Exercise data:
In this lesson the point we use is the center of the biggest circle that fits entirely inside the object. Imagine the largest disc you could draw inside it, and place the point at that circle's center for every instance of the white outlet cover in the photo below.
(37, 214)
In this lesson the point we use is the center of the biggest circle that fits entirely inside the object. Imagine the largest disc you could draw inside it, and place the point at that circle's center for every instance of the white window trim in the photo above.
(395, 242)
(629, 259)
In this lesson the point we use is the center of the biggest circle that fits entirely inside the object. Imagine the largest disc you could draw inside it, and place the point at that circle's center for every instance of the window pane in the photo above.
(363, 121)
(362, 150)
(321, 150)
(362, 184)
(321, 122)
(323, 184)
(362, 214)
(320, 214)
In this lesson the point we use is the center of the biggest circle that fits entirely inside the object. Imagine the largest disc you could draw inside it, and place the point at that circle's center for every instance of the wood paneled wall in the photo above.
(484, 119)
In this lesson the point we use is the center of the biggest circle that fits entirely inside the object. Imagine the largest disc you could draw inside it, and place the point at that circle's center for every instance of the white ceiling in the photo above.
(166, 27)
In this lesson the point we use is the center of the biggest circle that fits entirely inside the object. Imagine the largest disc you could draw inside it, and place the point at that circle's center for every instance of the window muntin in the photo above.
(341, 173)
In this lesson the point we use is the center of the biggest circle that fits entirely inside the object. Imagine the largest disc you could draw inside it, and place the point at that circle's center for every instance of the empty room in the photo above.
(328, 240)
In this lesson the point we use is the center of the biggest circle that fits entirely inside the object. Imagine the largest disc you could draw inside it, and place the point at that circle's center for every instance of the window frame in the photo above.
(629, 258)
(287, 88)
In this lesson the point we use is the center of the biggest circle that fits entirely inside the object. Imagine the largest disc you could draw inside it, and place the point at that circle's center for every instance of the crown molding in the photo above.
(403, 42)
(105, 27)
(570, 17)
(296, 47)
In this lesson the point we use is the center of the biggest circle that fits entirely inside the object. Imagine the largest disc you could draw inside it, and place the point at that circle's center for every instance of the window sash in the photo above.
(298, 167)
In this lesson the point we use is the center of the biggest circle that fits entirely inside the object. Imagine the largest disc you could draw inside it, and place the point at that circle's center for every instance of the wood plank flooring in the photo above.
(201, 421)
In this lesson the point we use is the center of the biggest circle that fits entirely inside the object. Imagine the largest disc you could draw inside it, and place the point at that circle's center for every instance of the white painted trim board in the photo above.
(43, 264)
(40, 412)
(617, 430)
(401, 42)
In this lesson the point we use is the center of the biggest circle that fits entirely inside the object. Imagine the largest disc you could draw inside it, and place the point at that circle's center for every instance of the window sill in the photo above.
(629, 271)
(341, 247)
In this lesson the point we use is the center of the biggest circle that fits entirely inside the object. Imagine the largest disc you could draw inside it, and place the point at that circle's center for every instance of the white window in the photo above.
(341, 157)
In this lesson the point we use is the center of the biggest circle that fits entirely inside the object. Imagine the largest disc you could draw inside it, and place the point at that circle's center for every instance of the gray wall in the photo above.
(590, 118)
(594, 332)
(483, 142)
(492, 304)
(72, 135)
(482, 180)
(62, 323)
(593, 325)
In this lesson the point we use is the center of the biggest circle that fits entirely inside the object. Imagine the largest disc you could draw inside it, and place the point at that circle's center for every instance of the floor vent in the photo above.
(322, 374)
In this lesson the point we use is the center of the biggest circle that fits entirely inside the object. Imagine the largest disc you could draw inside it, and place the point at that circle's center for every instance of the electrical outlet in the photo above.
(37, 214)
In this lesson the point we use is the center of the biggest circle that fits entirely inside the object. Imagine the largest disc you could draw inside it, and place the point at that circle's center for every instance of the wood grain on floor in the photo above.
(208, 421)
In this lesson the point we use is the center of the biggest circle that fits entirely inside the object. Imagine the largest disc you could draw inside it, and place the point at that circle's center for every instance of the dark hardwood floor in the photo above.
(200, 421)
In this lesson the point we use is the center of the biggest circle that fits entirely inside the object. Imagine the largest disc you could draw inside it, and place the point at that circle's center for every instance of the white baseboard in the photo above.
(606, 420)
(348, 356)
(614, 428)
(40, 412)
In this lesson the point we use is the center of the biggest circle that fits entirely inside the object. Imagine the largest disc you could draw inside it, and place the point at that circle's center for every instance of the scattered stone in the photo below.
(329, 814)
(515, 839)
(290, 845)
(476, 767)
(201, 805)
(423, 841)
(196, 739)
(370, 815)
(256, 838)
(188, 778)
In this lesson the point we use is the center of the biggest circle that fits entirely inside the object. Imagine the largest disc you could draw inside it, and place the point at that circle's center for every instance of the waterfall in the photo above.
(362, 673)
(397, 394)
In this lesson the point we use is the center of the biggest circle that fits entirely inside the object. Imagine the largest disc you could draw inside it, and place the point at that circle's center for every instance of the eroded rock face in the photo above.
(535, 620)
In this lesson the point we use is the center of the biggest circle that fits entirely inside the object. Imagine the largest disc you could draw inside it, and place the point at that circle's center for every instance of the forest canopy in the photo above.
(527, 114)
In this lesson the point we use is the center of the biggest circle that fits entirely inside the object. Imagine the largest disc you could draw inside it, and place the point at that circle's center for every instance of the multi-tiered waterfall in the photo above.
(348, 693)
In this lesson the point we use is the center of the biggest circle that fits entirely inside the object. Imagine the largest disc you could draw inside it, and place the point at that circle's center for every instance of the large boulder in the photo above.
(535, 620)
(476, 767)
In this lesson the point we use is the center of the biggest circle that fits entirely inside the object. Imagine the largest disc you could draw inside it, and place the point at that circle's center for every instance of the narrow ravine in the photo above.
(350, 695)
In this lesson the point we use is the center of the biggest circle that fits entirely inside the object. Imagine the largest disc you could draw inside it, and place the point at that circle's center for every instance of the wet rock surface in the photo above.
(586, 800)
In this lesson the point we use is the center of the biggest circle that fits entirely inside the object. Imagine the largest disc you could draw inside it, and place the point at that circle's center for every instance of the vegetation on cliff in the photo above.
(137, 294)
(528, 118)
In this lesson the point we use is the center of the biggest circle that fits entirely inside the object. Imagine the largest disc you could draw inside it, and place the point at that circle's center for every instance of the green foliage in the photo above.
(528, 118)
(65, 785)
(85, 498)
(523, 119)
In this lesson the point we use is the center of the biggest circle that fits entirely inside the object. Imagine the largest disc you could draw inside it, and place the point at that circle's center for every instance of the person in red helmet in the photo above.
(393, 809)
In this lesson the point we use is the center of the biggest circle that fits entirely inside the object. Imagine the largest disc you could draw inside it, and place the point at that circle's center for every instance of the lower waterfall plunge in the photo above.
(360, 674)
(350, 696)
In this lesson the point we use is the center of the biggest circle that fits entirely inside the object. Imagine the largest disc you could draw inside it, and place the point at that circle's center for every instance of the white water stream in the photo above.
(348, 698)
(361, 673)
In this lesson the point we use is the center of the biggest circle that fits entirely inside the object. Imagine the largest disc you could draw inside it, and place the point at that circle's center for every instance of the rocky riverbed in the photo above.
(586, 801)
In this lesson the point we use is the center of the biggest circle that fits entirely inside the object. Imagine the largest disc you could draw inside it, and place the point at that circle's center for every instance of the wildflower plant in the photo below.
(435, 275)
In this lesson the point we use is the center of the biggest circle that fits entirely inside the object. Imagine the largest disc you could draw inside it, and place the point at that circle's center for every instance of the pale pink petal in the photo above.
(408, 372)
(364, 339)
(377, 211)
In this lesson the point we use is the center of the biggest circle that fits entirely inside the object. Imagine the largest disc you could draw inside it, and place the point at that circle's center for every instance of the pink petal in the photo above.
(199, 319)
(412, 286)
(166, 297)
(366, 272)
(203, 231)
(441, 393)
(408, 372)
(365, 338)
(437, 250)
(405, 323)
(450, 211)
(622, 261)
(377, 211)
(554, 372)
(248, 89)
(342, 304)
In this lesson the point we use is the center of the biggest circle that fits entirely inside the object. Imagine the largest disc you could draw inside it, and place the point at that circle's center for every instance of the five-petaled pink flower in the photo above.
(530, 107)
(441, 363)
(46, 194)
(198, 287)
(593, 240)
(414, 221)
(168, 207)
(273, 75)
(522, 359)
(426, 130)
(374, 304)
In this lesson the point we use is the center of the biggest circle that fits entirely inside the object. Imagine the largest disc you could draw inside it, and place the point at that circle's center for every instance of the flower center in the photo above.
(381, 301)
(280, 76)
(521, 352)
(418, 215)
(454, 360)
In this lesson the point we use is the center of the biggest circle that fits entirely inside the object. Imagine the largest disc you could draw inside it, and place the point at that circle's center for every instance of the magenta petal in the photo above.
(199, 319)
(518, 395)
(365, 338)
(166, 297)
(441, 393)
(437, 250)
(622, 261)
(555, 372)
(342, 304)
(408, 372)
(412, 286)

What is asked:
Take the lines from the one containing "center in the photo above." to the last line of the material above and write them out exactly.

Output of the exercise:
In this lesson the point we use is the center of the biggest circle that fits entirely inside the object. Imagine the largest disc you could draw inside it, and place the point at that circle's center for every instance of the flower center in the photo above.
(381, 301)
(280, 76)
(521, 352)
(418, 215)
(454, 360)
In this lesson the point we use is the center of the biggest circle that fits entirely inside the object. Imagine the largest disc you could draw inside it, and place the point at that circle's center for every instance of the magenta petal in the photo above.
(199, 319)
(518, 395)
(365, 338)
(166, 297)
(441, 393)
(437, 250)
(622, 261)
(555, 372)
(342, 304)
(408, 372)
(412, 286)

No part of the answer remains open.